### TEXT SHOWN
##########

I swore to myself I would write no more posts about "potty."  I just don't want to be known as the "potty mouth blogger" or "that woman that talks about poop all the time."

Still, I have a beef about boys and potties that I can't seem to get past.

First, I understand the concept of directional peeing, and I know the realities of it by this time.  Being a girl, however, I have no first hand experience with the ability to directionally pee.  The closest I have ever gotten ... for the most part ... is helping Toddler figure out the art of aiming.

I have learned so many lessons I will someday have no use for and that I never really wanted to learn. 

For example:

1.  A little boy that aims poorly is (paradoxically) most likely to hit the back of his own pants.  I didn't understand this before.  Now I do.  This effect comes from aiming just a little bit too high and dribbling over the front of the seat.

2.  Little boys have an almost irresistable urge to watch themselves "go pee," which typically involves leaning backwards, aiming a great deal too high, and creating an arc.

3.  Arcs can travel a great distance.

4.  Arcs can form in the time it takes a parent to reach behind them and grab something.  Nothing in the world is faster, and no reaction time is quick enough to stop it.

5.  Nearly all public toilets involve a gap at the front of the toilet seat.  No very small boy, no matter how hard he tries, can "point down" far enough to avoid this gap.

6.  No portable potty seat fits well on these gapped public toilets.

7.  No non-portable potty seat fits well either because said toilets are longer, and to get the seat to fit, the parent has to put the seat way back, and the child must then either wrap his or her legs around the base of the toilet to stay perched or must attempt a straddle.

8.  Several pairs of extra pants are helpful for the non-parental caregiver that attempts to take a boy child potty and does not wish to violate any codes of conduct in their workplace.

##########

Pick up the post about potty training little boys where it stops, and keep writing in the same voice. The items that come after this text have nothing to do with it.

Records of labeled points

##########

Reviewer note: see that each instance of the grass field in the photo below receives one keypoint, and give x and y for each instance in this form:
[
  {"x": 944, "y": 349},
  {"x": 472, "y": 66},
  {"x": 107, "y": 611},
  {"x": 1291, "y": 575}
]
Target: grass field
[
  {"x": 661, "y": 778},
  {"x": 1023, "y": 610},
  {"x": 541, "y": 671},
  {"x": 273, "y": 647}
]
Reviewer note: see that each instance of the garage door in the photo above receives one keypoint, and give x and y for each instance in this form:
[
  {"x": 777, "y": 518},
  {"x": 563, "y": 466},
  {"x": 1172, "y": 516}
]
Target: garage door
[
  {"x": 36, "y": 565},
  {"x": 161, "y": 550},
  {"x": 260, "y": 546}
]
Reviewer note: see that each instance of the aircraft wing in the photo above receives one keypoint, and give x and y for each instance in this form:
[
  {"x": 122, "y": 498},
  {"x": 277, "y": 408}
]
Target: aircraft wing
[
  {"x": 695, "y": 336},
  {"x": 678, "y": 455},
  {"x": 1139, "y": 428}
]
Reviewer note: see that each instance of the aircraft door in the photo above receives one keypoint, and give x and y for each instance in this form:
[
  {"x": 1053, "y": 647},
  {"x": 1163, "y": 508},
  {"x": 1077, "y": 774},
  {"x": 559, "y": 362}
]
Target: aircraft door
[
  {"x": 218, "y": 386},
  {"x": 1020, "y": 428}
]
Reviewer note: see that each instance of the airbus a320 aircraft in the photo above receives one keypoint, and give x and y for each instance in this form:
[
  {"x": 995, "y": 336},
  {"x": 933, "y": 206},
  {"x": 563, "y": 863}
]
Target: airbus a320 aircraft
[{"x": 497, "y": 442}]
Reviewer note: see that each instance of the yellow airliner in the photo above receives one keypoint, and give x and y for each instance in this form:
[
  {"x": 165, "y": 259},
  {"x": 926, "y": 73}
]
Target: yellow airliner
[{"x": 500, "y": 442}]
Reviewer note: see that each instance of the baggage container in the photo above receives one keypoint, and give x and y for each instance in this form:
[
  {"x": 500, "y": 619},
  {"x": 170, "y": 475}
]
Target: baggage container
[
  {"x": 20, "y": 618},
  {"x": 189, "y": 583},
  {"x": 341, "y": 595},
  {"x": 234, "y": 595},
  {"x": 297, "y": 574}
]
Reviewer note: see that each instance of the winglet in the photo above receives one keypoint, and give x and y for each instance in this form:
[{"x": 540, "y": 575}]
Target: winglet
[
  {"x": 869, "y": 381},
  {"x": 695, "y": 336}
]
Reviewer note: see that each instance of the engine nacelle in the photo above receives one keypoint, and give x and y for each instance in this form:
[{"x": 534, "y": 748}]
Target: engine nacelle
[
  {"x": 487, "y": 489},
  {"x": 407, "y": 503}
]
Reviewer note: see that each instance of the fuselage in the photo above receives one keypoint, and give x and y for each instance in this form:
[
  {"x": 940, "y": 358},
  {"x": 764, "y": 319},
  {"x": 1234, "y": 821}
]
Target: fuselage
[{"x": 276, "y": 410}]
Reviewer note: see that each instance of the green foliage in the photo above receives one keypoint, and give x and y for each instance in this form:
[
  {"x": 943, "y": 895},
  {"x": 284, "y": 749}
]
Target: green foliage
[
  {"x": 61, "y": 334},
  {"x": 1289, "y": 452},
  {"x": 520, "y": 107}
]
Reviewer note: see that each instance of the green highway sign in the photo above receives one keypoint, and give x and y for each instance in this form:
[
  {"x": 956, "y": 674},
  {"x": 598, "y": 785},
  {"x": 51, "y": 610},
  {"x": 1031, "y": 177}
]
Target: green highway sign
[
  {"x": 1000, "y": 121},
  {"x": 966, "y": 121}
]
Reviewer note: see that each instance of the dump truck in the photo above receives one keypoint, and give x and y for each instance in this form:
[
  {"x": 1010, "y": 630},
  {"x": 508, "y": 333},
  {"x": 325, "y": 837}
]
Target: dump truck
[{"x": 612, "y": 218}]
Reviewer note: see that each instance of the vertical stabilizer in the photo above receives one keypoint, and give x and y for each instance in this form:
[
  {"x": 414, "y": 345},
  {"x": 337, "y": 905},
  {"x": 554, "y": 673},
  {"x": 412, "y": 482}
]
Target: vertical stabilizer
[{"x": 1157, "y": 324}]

##########

### TASK OUTPUT
Okay.  I learned all that, and I thought I was done.  I really thought I had mastered my parental obligations.  Sure, I was going to have more embarrasing moments, but I thought I had seen it all.

I was wrong.

I had a new lesson impressed upon me just the other day.

We (Toddler and I) were at PetSmart when he announced he had to go potty.  Well, PetSmart (at least ours) has a bathroom that is fairly clean, so it wasn't the worst timing.  I wasn't sure he meant it at first, because when we were in the last store, he kept telling me he wanted to go to a "party" and I thought he said "potty,"  so we had a lot of confusion all around.  This time, though, he really meant "potty." 

Off we went.  I thought we were lucky because PetSmart has one of those big, elongated toilets that actually has no gap in the front.  The seat is actually a complete oval that fits over the bowl without any gaps.  I figured this meant that there was no chance of Toddler peeing through the gap.  All I needed to watch for was arcs, and I wasn't going to take my eyes off him for a second.

Fortunately for me, Toddler restrained the urge to create any arcs, and he actually tried very hard to "point down" as we had so carefully taught him.  In all, he was being a very good boy.

So, when he said, "All done!" followed by the words, "And what a mess!" I was puzzled.  Mess?  What mess?  There was no shot across the top, so there was no mess.  I've never known Toddler to lie about making a mess when he hadn't, but still, I thought that just this once he had to be wrong.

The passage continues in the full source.